YOUR OBJECTIVE>
Beginning with the first line, retype exactly the records below up to and including the line with "rough mask: <svg"; pictures do not belong in the copy.

RECORDS FOR THIS EXERCISE>
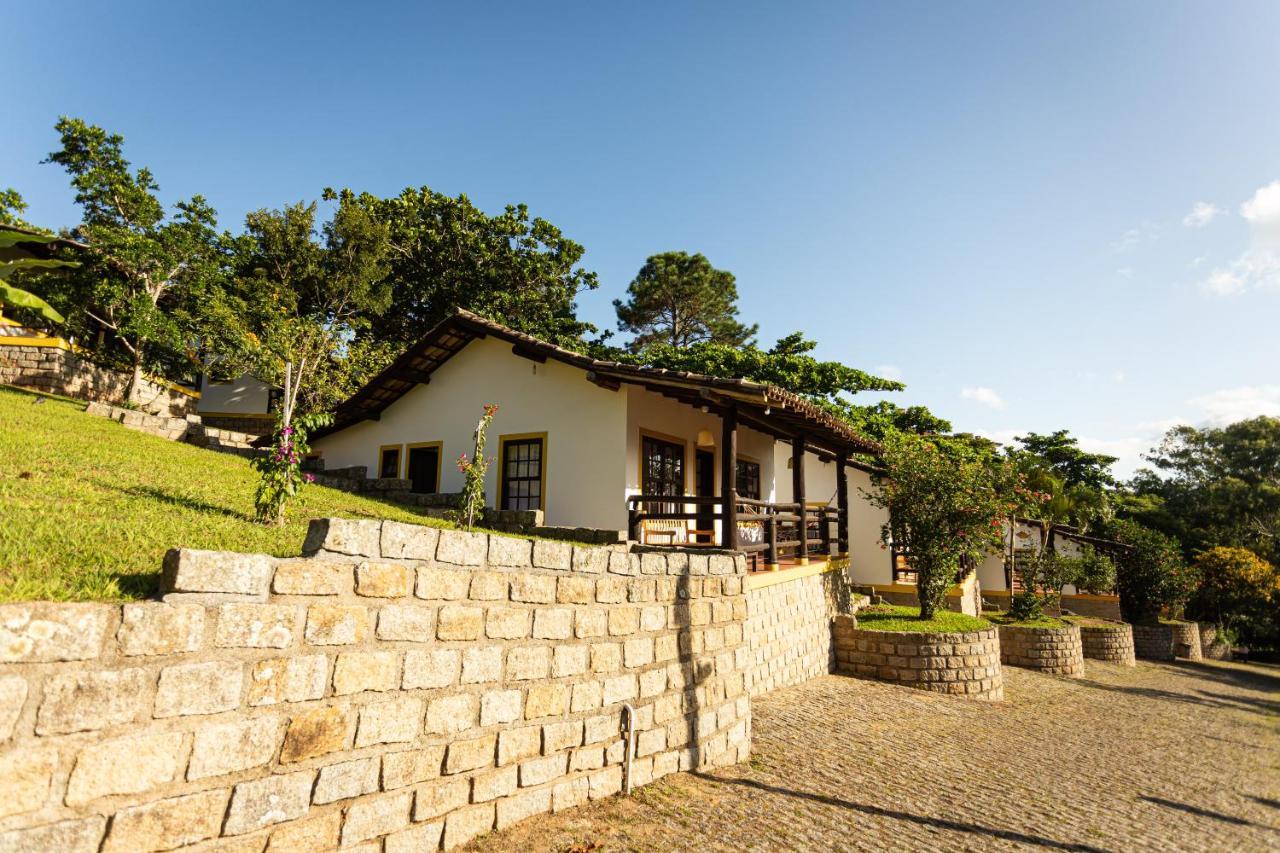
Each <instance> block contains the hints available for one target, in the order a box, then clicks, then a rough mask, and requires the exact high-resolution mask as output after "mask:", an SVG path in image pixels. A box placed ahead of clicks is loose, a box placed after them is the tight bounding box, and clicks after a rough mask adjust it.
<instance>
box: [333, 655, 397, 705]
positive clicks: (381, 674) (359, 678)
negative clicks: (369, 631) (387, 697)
mask: <svg viewBox="0 0 1280 853" xmlns="http://www.w3.org/2000/svg"><path fill="white" fill-rule="evenodd" d="M399 658H401V656H399V652H343V653H342V654H339V656H338V658H337V660H335V661H334V665H333V692H334V695H348V694H351V693H364V692H365V690H375V692H381V690H394V689H396V688H397V686H398V685H399V683H401V672H399Z"/></svg>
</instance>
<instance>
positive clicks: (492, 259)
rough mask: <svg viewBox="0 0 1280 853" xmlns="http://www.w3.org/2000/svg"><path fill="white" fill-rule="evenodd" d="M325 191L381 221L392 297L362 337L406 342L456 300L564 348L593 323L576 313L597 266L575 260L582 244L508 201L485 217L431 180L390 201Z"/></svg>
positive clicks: (524, 331) (363, 334)
mask: <svg viewBox="0 0 1280 853" xmlns="http://www.w3.org/2000/svg"><path fill="white" fill-rule="evenodd" d="M330 195H333V196H335V197H338V199H339V200H342V202H343V204H346V205H348V206H349V207H352V209H360V210H364V211H365V213H366V214H367V215H369V216H370V218H371V219H372V220H376V222H379V223H381V224H383V225H384V227H385V228H387V241H388V247H389V250H388V254H387V259H385V263H387V265H388V273H387V277H385V280H387V284H388V286H389V288H390V293H392V301H390V305H389V306H388V310H385V311H384V313H381V314H378V315H375V316H372V318H371V321H370V324H369V327H367V328H366V329H364V330H362V332H361V333H360V338H361V339H370V341H376V342H380V343H384V345H399V347H403V346H407V345H408V343H412V342H413V341H417V339H419V338H420V337H422V333H424V332H426V330H428V329H429V328H431V327H433V325H435V324H436V323H439V321H440V320H443V319H444V318H445V316H448V315H449V313H451V311H452V310H453V309H454V307H465V309H468V310H472V311H476V313H479V314H484V315H486V316H489V318H493V319H494V320H498V321H500V323H504V324H507V325H511V327H512V328H515V329H518V330H521V332H527V333H529V334H534V336H538V337H540V338H543V339H547V341H552V342H554V343H559V345H563V346H570V347H581V346H582V336H584V334H586V333H589V332H593V330H594V327H591V325H590V324H588V323H582V321H581V320H579V319H577V315H576V310H577V306H576V302H575V300H576V298H577V295H579V293H581V292H582V291H589V289H594V288H595V287H598V282H596V277H595V273H591V272H589V270H586V269H584V268H582V266H580V261H581V260H582V254H584V248H582V246H581V245H579V243H576V242H573V241H572V240H570V238H568V237H566V236H564V234H563V233H562V232H561V229H559V228H557V227H556V225H553V224H552V223H549V222H548V220H545V219H541V218H540V216H531V215H530V213H529V207H527V206H525V205H508V206H507V207H506V209H504V210H503V211H502V213H500V214H497V215H493V216H490V215H488V214H485V213H484V211H483V210H480V209H479V207H476V206H475V205H474V204H472V202H471V200H470V199H467V196H465V195H460V196H457V197H449V196H447V195H444V193H440V192H436V191H434V190H431V188H429V187H421V188H417V190H415V188H408V190H404V191H403V192H401V193H399V195H398V196H394V197H392V199H381V197H378V196H374V195H371V193H358V195H357V193H353V192H352V191H349V190H343V191H340V192H338V193H332V192H330ZM390 355H392V356H394V355H396V353H394V352H392V353H390ZM374 361H376V360H374ZM372 366H376V365H372Z"/></svg>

FINISHED EXERCISE>
Each <instance> block contains the hints available for one target, in the order a box, then clicks, then a rough mask, and requires the exact high-resolution mask as output after "mask:", an SVG path in image pixels. A box placed ahead of clicks is loose, a box placed after them is the tight bounding box, and clicks after a rough mask adjust it.
<instance>
box: [333, 655, 397, 705]
positive clicks: (381, 674) (359, 678)
negative clicks: (369, 631) (387, 697)
mask: <svg viewBox="0 0 1280 853" xmlns="http://www.w3.org/2000/svg"><path fill="white" fill-rule="evenodd" d="M399 658H401V656H399V652H343V653H342V654H339V656H338V658H337V660H335V661H334V665H333V692H334V695H348V694H351V693H364V692H365V690H375V692H381V690H394V689H396V688H397V686H398V685H399V683H401V672H399Z"/></svg>
</instance>
<instance>
positive clicks: (492, 259)
rough mask: <svg viewBox="0 0 1280 853" xmlns="http://www.w3.org/2000/svg"><path fill="white" fill-rule="evenodd" d="M325 191L381 221L392 297L362 337L406 342L456 300L564 348L593 323L576 313L597 266L575 260L582 244L508 201L485 217L431 180L390 201Z"/></svg>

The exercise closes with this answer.